** Opening AVAILABLE RECORDS block **
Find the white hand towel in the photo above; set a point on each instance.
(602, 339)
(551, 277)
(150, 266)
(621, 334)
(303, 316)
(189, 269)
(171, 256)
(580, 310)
** Closing AVAILABLE RECORDS block **
WHAT NEEDS TO BE DONE: Set down the preceding data verbatim. Every line belongs in the copy.

RESULT FOR THIS EXERCISE:
Find the white hand towel in the photo above; set a point on each instance.
(602, 339)
(551, 277)
(150, 266)
(621, 334)
(303, 316)
(189, 269)
(171, 256)
(580, 310)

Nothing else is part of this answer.